─── Document ───
The 2008 WSOP Main Event November Nine Bubble Boy will no longer have that dubious distinction on his resume, because Hamrick now has a WSOP bracelet for us media-types to talk about.

Bracelets trump all things bubbly.

* * * * *

Gavin Smith is one of those rare characters in poker that can lighten up the darkest of rooms. He's a part rodeo-clown and part-savant; he's a a throwback to the old era and could have easily held his own in the rough and tumble days on Downtown Vegas in the 1970s.

Gavin Smith won over $5 million during his decade-long poker career, which is good enough to put him at second on the All Time Canadian Money List. Daniel Negreanu is the only player from north of the border who has more earnings than Gavin.

Most recently, Gavin has publicly confronted his issues with the bottle, one of very few pros who had no qualms about acknowledging his life leaks. Gavin is a hall of famer in all matters related to liquid refinements, but the superfluous booze and late nights had taken its toll. The Vegas nightlife has swallowed up many a man and ruined fortunes in the process. Over the last few years, Gavin waffled back and forth between periods of prohibition, moderation, and full-blown benders of epic proportions. In the past, Gavin needed the extra incentive of prop betting to keep him sober. These days, he's been seeking out the help of a life coach. Whatever he's been doing -- it worked the last two days.

One thing is for sure, when Gavin Smith lays off the sauce and finds a harmonious balance in life, he is one of the toughest hold'em players in Vegas. During Day 2 of Mixed Hold'em, Smith more than held his own. According to the reporters covering the event (Shamus and Chip Bitch), Smith was playing the LHE rounds superbly. He also made a couple of timely "hero calls" in the NL rounds as he chipped up throughout the day.
───
**Complete the following**
a) From the poker article above, list the kinds of periods that Gavin Smith went back and forth between over the last few years.
b) Based on the poker article above, do the following statements agree with it? Answer yes or no for each, and quote the words that decide it.
(i) Daniel Negreanu has more poker earnings than Gavin Smith.
(ii) Smith played the LHE rounds poorly on Day 2 of Mixed Hold'em.
(iii) Gavin Smith's poker career lasted about twenty years.
c) Carry on the poker article about Gavin Smith, beginning after its final sentence.
─── Given information ───
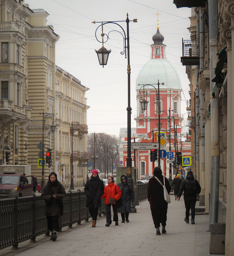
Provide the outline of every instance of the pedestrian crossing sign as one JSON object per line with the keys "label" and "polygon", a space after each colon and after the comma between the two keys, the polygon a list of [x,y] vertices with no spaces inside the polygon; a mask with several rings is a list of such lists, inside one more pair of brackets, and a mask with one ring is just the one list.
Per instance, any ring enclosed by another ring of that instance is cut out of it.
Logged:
───
**Expected results**
a)
- Prohibition
- Moderation
- Full-blown benders of epic proportions

b)
(i) Yes: "Daniel Negreanu is the only player from north of the border who has more earnings than Gavin."
(ii) No: "Smith was playing the LHE rounds superbly."
(iii) No: "his decade-long poker career"

c)
Gavin Smith easily advanced to the final table with a healthy stack and second in chips. Also advancing were fellow Canadian Daniel Idema, WSOP-Circuit guru Dwyte Pilgrim, and Jamie Rosen. After Gavin bagged up his chips, he politely answered a few questions for the media, while sipping a coke of course. A year or two ago, it would have been a rum and coke. A jovial Gavin displayed his sense of humor with his final table bio sheet. Under "lifetime ambition" he mentioned that one day, he'd like to be the media director of the WSOP.

Gavin Smith is apparently back to the top of his game. He returns to the Amazon Ballroom on Saturday afternoon with just eight men standing in his way of shipping his first ever bracelet.

* * * * *

Bouncin' Round the Room on Day 29....

Friday night at the Rio... always a fun time when the party people come out of the wood work and the casino's population losses significant IQ points as the BAC level dramatically increases. Kudos to Rio's security who helped clear out a gaggle of (non-media) drunks from the press box.

Event #43 10K HORSE Championship Day 3 and Final Table: Just like pretty much every non-NL event so far this year, the final table was not set by the conclusion of Day 2. The HORSE players began Day 3 with two tables and played out for several hours before a final table of eight was set. Brian Townsend held the top spot during the latter part of Day 2, but struggled early on Day 3. He fell short of the final table with a 10th place finish. Scott Fischman bubbled off the final table in 9th place, and the final table was finally set.

With eight to go, Matt Glantz held the lead over a final table that included the Eugene "White Russian" Katchalov, Carlos Mortensen, Nick Schulman, Marco Traniello, and Crazy Marco Johnson. Oh, and how could we forget about Richard Ashby? The Brit was going for his second bracelet this summer and the sixth overall for the United Kingdom.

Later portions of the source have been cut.